*** Materials provided

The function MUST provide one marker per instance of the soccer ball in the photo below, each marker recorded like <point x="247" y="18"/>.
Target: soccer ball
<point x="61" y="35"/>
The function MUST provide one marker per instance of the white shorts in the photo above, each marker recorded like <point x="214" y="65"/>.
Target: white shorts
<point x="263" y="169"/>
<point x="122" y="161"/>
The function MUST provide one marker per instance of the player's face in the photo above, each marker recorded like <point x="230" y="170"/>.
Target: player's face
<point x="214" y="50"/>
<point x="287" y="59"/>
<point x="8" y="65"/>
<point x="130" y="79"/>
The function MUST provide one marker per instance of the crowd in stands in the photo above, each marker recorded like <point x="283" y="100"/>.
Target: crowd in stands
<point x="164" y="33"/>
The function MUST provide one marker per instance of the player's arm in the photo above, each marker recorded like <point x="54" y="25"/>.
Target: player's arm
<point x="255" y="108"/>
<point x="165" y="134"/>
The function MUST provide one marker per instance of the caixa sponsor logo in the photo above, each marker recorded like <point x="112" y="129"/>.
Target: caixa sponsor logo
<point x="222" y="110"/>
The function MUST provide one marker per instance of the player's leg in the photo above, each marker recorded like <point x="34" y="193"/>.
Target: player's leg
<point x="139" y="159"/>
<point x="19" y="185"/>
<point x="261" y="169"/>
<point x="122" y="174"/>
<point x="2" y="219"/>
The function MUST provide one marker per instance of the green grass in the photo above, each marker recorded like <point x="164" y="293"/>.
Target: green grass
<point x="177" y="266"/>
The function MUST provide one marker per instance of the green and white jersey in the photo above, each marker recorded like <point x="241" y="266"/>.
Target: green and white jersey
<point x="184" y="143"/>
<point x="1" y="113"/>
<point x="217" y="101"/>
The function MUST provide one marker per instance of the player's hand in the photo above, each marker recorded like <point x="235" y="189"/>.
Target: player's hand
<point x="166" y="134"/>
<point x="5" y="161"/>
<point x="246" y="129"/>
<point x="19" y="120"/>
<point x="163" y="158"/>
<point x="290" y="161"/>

******

Task prompt: Output the entire listing exactly as it appears above.

Task solution:
The function MUST provide one marker per instance of the soccer ball in the photo below, each marker recorded like <point x="247" y="18"/>.
Target: soccer ball
<point x="61" y="35"/>
The function MUST provide one marker per instance of the white shorts in the photo above, each marker recorded like <point x="214" y="65"/>.
Target: white shorts
<point x="263" y="169"/>
<point x="122" y="161"/>
The function MUST provide one marker per instance of the player's face in the photo above, each marker recorded like <point x="230" y="170"/>.
Target: player's face
<point x="214" y="50"/>
<point x="287" y="59"/>
<point x="8" y="65"/>
<point x="130" y="79"/>
The function MUST provide one marker per instance of the crowd in stands in the photo above, each marker recorded like <point x="283" y="100"/>.
Target: crowd in stands
<point x="164" y="33"/>
The function MUST provide one marker per instance of the player's arm in the photo above, each marker recorded like <point x="54" y="25"/>.
Target: player's arm
<point x="255" y="108"/>
<point x="165" y="134"/>
The function MUST provide one marker per instance of the caixa sponsor logo in the photo above, each marker recorded like <point x="112" y="129"/>.
Target: caixa sponsor logo
<point x="222" y="110"/>
The function MUST provide one marker per instance of the player's leg in the photo above, each marker recorded like <point x="34" y="193"/>.
Target: player's leg
<point x="139" y="159"/>
<point x="19" y="185"/>
<point x="261" y="169"/>
<point x="122" y="174"/>
<point x="2" y="219"/>
The function MUST provide one marker per instance of the green grass in the photo above, each marker recorded like <point x="164" y="293"/>.
Target: green grass
<point x="177" y="266"/>
The function MUST provide one marker per instance of the green and white jersey in the photo above, each marker recorded like <point x="241" y="266"/>.
Target: green and white jersey
<point x="184" y="143"/>
<point x="1" y="113"/>
<point x="217" y="101"/>
The function MUST provide one marker per instance of the player's hand in the photo above, each marker recorded like <point x="235" y="189"/>.
Target: player's hand
<point x="166" y="134"/>
<point x="5" y="161"/>
<point x="246" y="129"/>
<point x="19" y="120"/>
<point x="163" y="158"/>
<point x="290" y="161"/>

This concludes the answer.